What to do »
Write out all of the data below line for line, changing nothing.

Available data »
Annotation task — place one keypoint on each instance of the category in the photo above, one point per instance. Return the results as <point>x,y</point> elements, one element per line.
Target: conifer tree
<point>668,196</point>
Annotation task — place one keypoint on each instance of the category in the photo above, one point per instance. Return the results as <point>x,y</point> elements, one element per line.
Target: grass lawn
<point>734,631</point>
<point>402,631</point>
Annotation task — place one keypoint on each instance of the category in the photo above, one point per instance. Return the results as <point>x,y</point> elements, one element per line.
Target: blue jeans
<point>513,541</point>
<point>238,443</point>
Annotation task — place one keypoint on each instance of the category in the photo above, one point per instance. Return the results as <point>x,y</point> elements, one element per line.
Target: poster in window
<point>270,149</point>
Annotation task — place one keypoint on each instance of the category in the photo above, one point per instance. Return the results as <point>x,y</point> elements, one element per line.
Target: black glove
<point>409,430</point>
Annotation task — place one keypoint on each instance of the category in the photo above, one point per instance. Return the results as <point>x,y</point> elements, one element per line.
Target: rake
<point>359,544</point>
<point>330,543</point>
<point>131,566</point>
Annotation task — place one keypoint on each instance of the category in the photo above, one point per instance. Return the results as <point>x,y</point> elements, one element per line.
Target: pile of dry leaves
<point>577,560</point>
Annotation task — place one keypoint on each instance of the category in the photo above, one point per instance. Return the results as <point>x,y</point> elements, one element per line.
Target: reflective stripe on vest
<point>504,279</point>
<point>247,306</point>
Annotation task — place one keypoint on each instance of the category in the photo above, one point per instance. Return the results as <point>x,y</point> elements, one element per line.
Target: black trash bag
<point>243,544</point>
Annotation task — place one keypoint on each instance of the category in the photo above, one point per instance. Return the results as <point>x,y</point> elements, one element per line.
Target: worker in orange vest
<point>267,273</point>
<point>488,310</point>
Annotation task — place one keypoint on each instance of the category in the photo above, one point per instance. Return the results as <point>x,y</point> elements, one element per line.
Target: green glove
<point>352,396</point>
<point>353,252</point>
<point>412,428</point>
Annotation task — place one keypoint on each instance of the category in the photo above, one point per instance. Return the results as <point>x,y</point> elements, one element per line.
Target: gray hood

Answer to the task »
Annotation task — place one keypoint on each instance of the category in the photo above, one point per instance. Return the results as <point>x,y</point> elements, one element per line.
Target: conifer tree
<point>668,196</point>
Annotation task — place one keypoint on each instance of the category in the photo above, one point per instance. Return the results as <point>x,y</point> elements, one element per line.
Target: grass lawn
<point>734,631</point>
<point>402,631</point>
Annotation task — place one keypoint on each instance of the category in the photo above, one point per instance. Return the results as <point>x,y</point> elements, one element per line.
Target: blue jeans
<point>513,541</point>
<point>238,443</point>
Annotation task — place one keypoint on each instance of the category in the photo above, one point per instance. Return the results as <point>x,y</point> elements, one element per line.
Target: poster in window
<point>270,149</point>
Annotation task — place one keypoint on each instance of the category in the photo above, one point per instance. Return the results as <point>x,y</point> elements, one element per line.
Target: black glove
<point>409,430</point>
Annotation task — place one keypoint on each instance of the category in the photo above, one point per instance. Return the results as <point>x,y</point> elements, one element per line.
Target: rake
<point>359,544</point>
<point>330,543</point>
<point>131,566</point>
Annotation task — place one keypoint on each instance of the category in the photo above, one point per instance. Return the results as <point>x,y</point> elements, one element per line.
Target: pile of dry leaves
<point>577,560</point>
Annotation task — place one keypoint on each instance of the category in the photo above, one point per instance. Return the results as <point>x,y</point> elements, one element per line.
Target: reflective stripe on vest
<point>504,279</point>
<point>247,306</point>
Annotation task — place one keypoint on each instance of the category in the photo above, one point per instance. Return the results as <point>x,y</point> elements, one element per line.
Target: black trash bag
<point>243,544</point>
Annotation task — place one keypoint on each instance of the category in the photo above, one point per instance. Return the results as <point>x,y</point> elements, one element per line.
Target: worker in orange vest
<point>267,273</point>
<point>488,310</point>
Annotation task — place one keypoint on each instance of the category in the photo above, one point per instance. Return the results as <point>x,y</point> elements, one element per line.
Target: green glove
<point>352,396</point>
<point>353,252</point>
<point>412,428</point>
Annotation task — place one keypoint on each instance of the category in the photo above, one point per instance. Return the results as <point>x,y</point> elements, one element per line.
Target: gray hood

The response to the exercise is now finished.